• _TASK INSTRUCTIONS_: Extract every line of the entries below that contains the string "positive", and reproduce each line unchanged.
──────── TASK INPUT ────────
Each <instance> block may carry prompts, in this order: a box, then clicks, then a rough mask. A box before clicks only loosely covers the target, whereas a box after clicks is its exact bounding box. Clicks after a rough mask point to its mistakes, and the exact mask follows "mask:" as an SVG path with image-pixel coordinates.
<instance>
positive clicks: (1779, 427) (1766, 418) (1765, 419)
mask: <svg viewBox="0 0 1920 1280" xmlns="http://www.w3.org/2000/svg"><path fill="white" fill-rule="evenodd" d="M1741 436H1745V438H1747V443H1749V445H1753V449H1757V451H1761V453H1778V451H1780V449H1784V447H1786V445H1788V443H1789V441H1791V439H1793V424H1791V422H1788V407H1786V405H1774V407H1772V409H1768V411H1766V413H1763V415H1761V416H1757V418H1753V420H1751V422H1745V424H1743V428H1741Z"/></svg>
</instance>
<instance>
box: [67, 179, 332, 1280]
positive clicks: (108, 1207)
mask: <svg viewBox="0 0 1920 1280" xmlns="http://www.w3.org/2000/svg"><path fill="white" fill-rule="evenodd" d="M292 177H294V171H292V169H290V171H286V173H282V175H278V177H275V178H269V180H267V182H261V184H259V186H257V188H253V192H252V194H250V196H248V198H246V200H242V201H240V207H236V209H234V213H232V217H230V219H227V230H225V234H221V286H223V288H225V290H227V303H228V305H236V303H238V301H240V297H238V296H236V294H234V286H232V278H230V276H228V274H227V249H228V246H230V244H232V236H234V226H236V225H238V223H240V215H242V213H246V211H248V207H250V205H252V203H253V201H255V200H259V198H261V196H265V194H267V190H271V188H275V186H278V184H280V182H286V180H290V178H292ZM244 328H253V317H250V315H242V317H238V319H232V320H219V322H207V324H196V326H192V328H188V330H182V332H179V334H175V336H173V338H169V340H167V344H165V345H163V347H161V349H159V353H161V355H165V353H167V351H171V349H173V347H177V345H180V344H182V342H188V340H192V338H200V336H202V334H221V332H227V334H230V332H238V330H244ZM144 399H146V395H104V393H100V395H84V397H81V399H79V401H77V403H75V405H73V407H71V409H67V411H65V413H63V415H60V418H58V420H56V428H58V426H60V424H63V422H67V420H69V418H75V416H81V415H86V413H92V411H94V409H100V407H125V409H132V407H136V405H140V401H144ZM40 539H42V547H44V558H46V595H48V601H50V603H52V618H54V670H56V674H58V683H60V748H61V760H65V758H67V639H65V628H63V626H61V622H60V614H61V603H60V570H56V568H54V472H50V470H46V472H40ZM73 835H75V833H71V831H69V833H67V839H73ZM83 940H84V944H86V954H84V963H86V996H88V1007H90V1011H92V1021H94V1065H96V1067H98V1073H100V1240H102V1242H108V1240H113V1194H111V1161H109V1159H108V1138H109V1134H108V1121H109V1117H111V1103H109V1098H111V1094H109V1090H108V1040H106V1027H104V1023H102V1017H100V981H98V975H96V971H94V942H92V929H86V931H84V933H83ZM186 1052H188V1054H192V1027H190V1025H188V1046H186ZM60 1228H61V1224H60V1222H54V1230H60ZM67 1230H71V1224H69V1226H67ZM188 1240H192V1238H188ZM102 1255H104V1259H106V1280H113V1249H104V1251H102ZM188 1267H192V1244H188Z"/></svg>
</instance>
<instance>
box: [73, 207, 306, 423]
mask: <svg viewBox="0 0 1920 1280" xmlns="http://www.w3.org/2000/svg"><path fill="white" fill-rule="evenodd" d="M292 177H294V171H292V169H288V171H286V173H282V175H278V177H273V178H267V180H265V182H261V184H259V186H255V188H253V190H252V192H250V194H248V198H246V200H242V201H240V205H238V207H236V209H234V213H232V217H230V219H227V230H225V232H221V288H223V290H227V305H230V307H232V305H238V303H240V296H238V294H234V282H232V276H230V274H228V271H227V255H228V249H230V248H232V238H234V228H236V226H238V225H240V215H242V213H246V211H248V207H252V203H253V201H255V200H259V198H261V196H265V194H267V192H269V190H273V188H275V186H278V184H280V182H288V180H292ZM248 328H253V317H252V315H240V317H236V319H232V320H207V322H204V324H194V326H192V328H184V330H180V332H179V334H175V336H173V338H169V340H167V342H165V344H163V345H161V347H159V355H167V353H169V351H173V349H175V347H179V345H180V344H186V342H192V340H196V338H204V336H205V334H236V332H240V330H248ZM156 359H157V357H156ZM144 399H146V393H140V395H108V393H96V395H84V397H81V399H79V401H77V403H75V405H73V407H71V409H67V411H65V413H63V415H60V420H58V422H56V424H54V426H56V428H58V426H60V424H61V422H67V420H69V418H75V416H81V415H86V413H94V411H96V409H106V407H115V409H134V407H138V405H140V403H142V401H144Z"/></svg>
────────
• _RESULT_:
positive clicks: (1779, 427) (1766, 418) (1765, 419)
positive clicks: (108, 1207)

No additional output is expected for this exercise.